- _Challenge_:
Rewrite every line of the records below as a JSON list of strings, one string per line, leaving out any blank lines.

- _Working data_:
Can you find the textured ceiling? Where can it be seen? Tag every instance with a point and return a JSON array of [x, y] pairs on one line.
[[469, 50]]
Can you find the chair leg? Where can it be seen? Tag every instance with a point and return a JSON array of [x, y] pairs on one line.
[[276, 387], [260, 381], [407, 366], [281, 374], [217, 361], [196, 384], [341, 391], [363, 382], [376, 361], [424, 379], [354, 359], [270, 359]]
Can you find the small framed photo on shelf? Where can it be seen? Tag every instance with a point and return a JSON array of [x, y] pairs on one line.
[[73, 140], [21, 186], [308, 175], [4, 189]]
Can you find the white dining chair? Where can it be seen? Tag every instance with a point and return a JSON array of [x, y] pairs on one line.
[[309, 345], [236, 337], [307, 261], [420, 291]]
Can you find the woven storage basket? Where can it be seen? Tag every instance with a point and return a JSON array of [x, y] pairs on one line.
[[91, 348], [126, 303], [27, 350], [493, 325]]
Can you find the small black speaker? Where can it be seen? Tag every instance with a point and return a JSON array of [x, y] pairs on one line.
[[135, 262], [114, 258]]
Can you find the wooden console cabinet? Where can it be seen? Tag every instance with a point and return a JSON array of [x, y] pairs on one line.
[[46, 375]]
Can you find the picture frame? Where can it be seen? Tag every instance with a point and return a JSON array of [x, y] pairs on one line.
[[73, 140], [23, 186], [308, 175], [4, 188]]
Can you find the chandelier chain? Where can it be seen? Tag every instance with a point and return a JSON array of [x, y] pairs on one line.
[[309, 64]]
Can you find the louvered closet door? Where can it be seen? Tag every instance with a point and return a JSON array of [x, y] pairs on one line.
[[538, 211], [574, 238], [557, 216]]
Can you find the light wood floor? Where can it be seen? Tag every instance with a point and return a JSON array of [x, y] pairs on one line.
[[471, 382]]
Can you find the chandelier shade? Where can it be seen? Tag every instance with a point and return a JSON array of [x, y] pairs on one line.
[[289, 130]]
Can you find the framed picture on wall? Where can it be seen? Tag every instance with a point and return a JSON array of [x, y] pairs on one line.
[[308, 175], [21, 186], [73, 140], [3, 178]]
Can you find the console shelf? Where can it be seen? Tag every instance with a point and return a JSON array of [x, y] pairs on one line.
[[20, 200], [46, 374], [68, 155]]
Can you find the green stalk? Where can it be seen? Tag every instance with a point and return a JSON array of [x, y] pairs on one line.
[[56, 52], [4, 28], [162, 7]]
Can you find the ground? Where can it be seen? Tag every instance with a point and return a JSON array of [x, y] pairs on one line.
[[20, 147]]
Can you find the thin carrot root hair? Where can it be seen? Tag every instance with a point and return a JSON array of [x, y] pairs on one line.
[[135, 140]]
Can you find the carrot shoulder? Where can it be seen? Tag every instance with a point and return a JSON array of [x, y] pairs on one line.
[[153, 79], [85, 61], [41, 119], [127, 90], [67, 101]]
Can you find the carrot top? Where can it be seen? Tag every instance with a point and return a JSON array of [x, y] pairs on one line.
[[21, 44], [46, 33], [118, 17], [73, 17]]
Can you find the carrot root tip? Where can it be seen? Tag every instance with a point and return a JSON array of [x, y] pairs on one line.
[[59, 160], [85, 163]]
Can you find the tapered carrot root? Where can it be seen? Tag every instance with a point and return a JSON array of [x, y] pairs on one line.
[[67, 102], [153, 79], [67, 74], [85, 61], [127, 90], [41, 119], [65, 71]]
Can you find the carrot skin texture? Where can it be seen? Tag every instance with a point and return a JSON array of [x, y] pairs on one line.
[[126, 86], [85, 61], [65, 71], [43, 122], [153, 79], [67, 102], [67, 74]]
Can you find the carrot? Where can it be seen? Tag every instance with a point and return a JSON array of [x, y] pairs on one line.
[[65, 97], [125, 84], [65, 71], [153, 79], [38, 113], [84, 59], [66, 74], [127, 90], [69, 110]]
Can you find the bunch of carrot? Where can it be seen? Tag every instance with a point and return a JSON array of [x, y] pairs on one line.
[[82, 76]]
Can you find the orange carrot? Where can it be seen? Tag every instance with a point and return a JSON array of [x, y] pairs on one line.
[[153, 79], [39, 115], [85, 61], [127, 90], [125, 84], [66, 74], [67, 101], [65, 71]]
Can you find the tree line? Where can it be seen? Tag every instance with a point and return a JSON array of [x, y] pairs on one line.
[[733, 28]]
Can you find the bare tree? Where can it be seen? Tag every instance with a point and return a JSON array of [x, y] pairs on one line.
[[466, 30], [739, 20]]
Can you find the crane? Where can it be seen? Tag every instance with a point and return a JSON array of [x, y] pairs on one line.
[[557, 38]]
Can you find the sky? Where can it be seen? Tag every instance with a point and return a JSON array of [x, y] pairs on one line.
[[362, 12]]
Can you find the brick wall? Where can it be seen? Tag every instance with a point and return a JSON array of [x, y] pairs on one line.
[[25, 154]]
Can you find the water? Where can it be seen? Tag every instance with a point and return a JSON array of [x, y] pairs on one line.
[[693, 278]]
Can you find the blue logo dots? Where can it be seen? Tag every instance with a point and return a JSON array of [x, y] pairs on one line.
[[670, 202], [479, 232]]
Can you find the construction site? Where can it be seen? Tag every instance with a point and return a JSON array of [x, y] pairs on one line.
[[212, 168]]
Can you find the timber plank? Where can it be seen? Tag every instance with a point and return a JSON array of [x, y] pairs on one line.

- _Task answer_:
[
  "Can you find the textured ceiling? Where can it be seen? Tag every instance with a point and return a JSON array of [x, y] pairs on one line.",
  "[[469, 50]]",
  "Can you find the chair leg? Where can it be seen? Tag every instance with a point and return a JSON array of [x, y] pairs on one line.",
  "[[276, 387], [260, 381], [407, 366], [281, 374], [217, 361], [196, 384], [341, 391], [363, 382], [376, 361], [424, 379], [354, 359], [270, 359]]",
  "Can you find the small framed photo on shelf? Where can it be seen? Tag every instance with a point and return a JSON array of [x, y] pairs on one line.",
  "[[73, 140], [21, 186], [308, 175], [4, 189]]",
  "Can you find the white dining chair? Where can it be seen? Tag every instance with a point and return a JSON array of [x, y] pairs on one line.",
  "[[309, 345], [236, 337], [307, 261], [420, 291]]",
  "Can you find the woven storage basket? Where can it be seen? Tag every instance with a point and return a JSON array of [x, y] pairs on one line.",
  "[[91, 348], [126, 303], [27, 350], [493, 325]]",
  "Can you find the small black speaker? Where can it be seen? Tag every instance with a point and return a JSON array of [x, y] pairs on one line.",
  "[[135, 262], [114, 258]]",
  "Can you find the wooden console cabinet? Where can it be seen? Tag every instance with a point and return a JSON array of [x, y] pairs on one line.",
  "[[46, 375]]",
  "Can you find the picture frame? Where can it be seen? Tag every instance with a point and return a JSON array of [x, y] pairs on one line.",
  "[[73, 140], [23, 186], [308, 175], [4, 188]]",
  "Can you find the chandelier chain? Where can it be seen? Tag every instance with a point and return a JSON array of [x, y] pairs on one line.",
  "[[309, 64]]",
  "Can you find the louvered closet door? Where can it be seen? Tag every instance with a point and return a JSON array of [x, y] pairs on one line.",
  "[[538, 211], [574, 238], [557, 216]]",
  "Can you find the light wood floor? Where can it be seen? Tag every instance with a point and return a JSON array of [x, y] pairs on one line.",
  "[[471, 382]]",
  "Can you find the chandelier shade? Where can it be seen? Tag every instance with a point and return a JSON array of [x, y] pairs on one line.",
  "[[289, 130]]",
  "Can you find the framed picture on wall? Where can it be seen? Tag every instance with a point and return a JSON array of [x, y] pairs on one line.",
  "[[308, 175], [21, 186], [73, 140], [3, 178]]",
  "Can you find the console shelf? Where can it be seen? Tag every instance with a point and return a JSON array of [x, y] pairs on one line.",
  "[[20, 200], [46, 374], [68, 155]]",
  "Can you find the green stalk? Where can it be seen? Tag every instance with a point and return a JSON array of [x, y] pairs on one line.",
  "[[56, 52], [4, 28], [162, 7]]",
  "Can you find the ground? Where can it be seen? Tag every instance with a point and return a JSON array of [x, y] pairs on one line.",
  "[[20, 147]]",
  "Can you find the thin carrot root hair? Where can it be seen? Tag every instance with a point and return a JSON array of [x, y] pairs on one line.",
  "[[135, 140]]",
  "Can you find the carrot shoulder? Where can it be seen? Tag every instance with a point and return a JSON array of [x, y] pairs on one line.",
  "[[153, 79], [85, 61], [41, 119], [127, 90], [67, 101]]",
  "Can you find the carrot top? Where can it be seen? Tag every instance with a point and return a JSON array of [x, y] pairs on one line.",
  "[[21, 44], [46, 33], [118, 17], [73, 17]]",
  "Can you find the carrot root tip? Where can it be seen? Tag every instance with a point and return a JSON array of [x, y] pairs on one line.",
  "[[59, 160], [85, 163]]",
  "Can you find the tapered carrot root? Where can it be seen? Tag every instance with a point and return a JSON array of [x, y] pairs on one line.",
  "[[67, 102], [153, 79], [67, 74], [85, 61], [127, 90], [41, 119], [65, 71]]",
  "Can you find the carrot skin texture? Where can it be seen? Tag every instance with a point and return a JSON array of [x, y] pairs on one line.",
  "[[126, 86], [85, 61], [65, 71], [43, 122], [153, 79], [67, 102], [67, 74]]",
  "Can you find the carrot? Where can it be seen? Tag every instance with a point and return a JSON array of [x, y] pairs on one line.",
  "[[65, 97], [125, 84], [65, 71], [153, 79], [38, 113], [84, 59], [66, 74], [127, 90], [69, 110]]",
  "Can you find the bunch of carrot? Where can it be seen? Tag every instance with a point and return a JSON array of [x, y] pairs on one line.",
  "[[82, 76]]",
  "Can you find the orange carrot? Where can it be seen? Tag every instance with a point and return a JSON array of [x, y] pairs on one line.",
  "[[153, 79], [39, 115], [85, 61], [127, 90], [125, 84], [66, 74], [67, 101], [65, 71]]",
  "Can you find the tree line? Where can it be seen? Tag every instance with a point and return a JSON array of [x, y] pairs on one line.",
  "[[733, 28]]",
  "Can you find the bare tree? Where can it be seen? Tag every instance with a point and return a JSON array of [x, y] pairs on one line.",
  "[[466, 30], [739, 20]]",
  "Can you find the crane? Where can it be seen? Tag every instance with a point and return a JSON array of [x, y] pairs on one line.",
  "[[557, 38]]",
  "Can you find the sky? Where can it be seen? Tag every instance with a point and return a JSON array of [x, y] pairs on one line.",
  "[[362, 12]]",
  "Can you find the brick wall? Where can it be seen? Tag every instance with a point and return a JSON array of [x, y] pairs on one line.",
  "[[25, 154]]",
  "Can you find the water? Where can it be seen? Tag every instance with a point and return a JSON array of [x, y] pairs on one line.",
  "[[693, 278]]",
  "Can you find the blue logo dots? Where can it be seen? Tag every instance with a point and return a JSON array of [x, y] pairs on one line.",
  "[[670, 202], [479, 232]]",
  "Can you find the construction site? Where can it be seen? Tag every instance with a point and return a JSON array of [x, y] pairs on one line.",
  "[[212, 168]]",
  "Can you find the timber plank? Where can it be seen? Tag every instance with a point and return a JSON array of [x, y] pairs on one line."
]